● **Given instruction**: Starting at the line that contains "hand. Write the coordinates, one line per instance." and ending with the line that contains "bag. Write the coordinates, one line per instance.", turn the items below into a Markdown table with the columns No. and Text. Number each row, give one line per row, and leave out blank lines.

● **Data extract**:
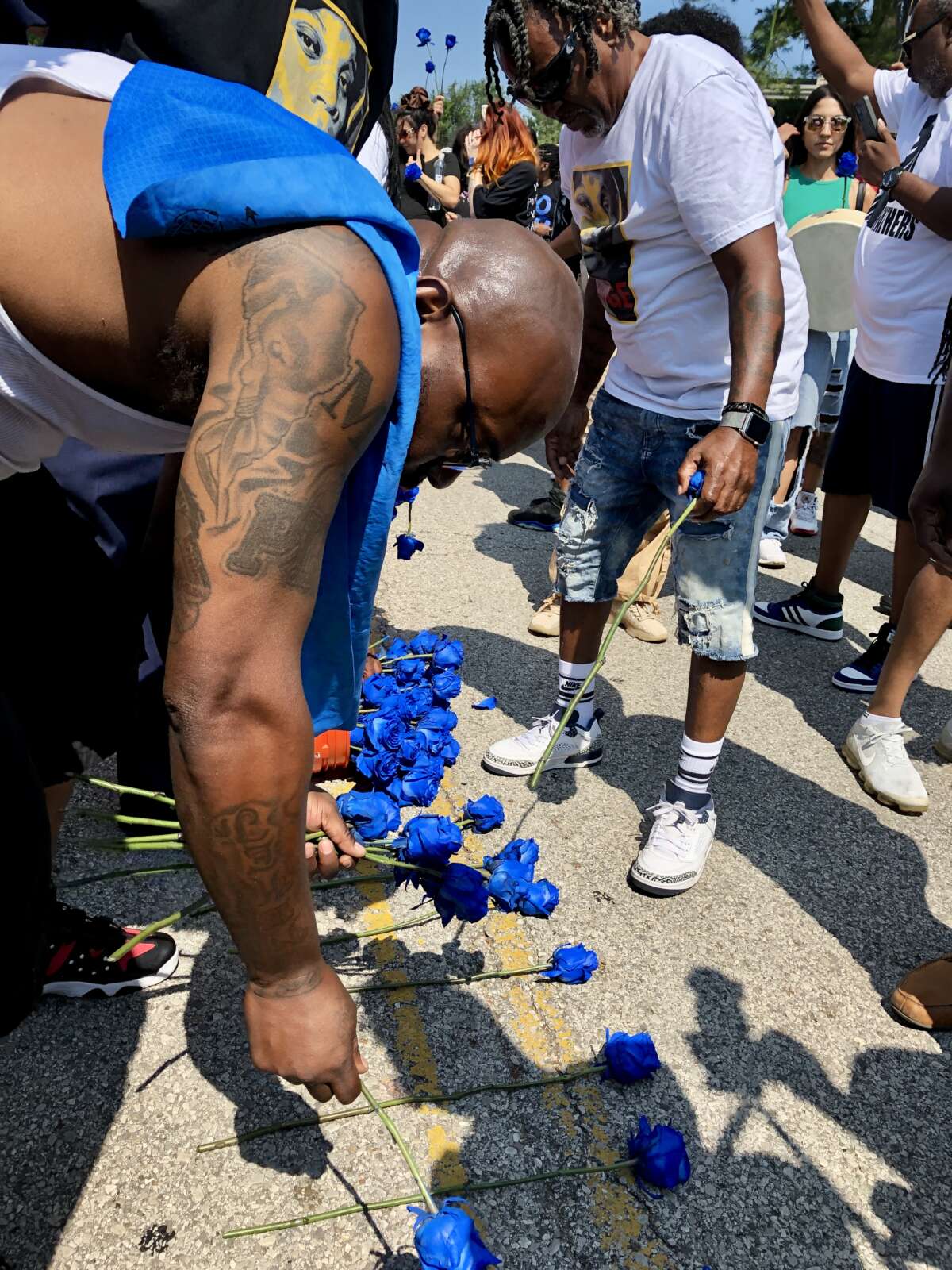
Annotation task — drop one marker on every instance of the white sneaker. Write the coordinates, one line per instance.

==

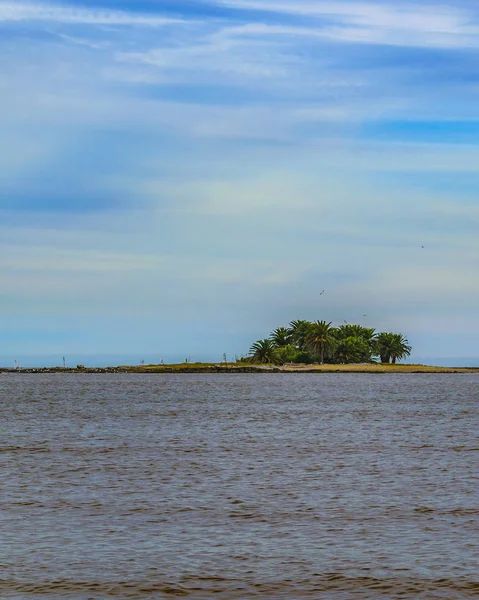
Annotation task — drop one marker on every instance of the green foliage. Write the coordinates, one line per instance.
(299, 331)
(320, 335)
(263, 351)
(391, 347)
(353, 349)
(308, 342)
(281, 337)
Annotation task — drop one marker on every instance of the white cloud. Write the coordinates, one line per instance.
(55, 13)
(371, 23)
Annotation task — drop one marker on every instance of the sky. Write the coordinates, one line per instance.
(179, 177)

...

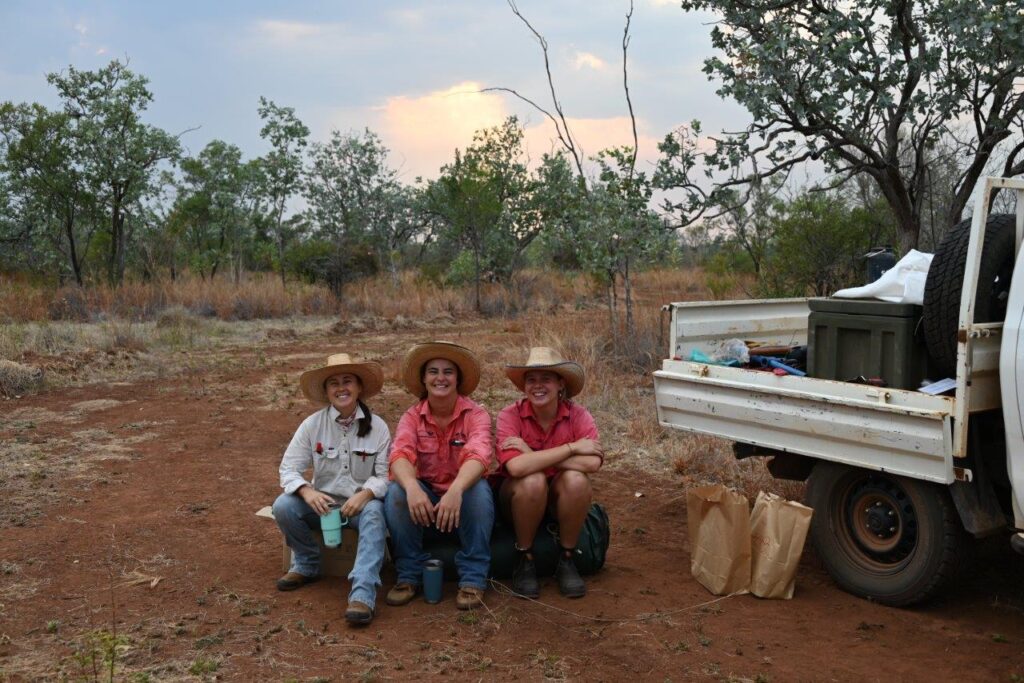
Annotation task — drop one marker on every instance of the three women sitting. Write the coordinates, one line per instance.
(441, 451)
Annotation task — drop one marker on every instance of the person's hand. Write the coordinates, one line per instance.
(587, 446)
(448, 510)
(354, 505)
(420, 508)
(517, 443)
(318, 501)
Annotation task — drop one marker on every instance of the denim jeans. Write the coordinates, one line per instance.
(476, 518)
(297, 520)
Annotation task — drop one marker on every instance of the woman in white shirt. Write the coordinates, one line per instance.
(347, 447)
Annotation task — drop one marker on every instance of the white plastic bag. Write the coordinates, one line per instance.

● **Written solution**:
| No. | Text |
|---|---|
| 1 | Annotation task — drop one marker on every instance of the person's hand. Write the coordinates, one line per instance. |
| 2 | (587, 446) |
| 3 | (448, 510) |
| 4 | (354, 505) |
| 5 | (420, 508) |
| 6 | (517, 443) |
| 7 | (318, 501) |
| 8 | Annotation task — drop one marker on every instance of the denim jeans. Write the coordinates, one line per instance. |
| 9 | (476, 518) |
| 10 | (297, 520) |
| 11 | Annotation task — drop one marker on every instance of the woman in white shirt. Write the coordinates, one line per instance. |
| 12 | (347, 447) |
| 13 | Annotation task — drop one marker on every instance of the white plastic bag. Write the coordinates, one line per instance. |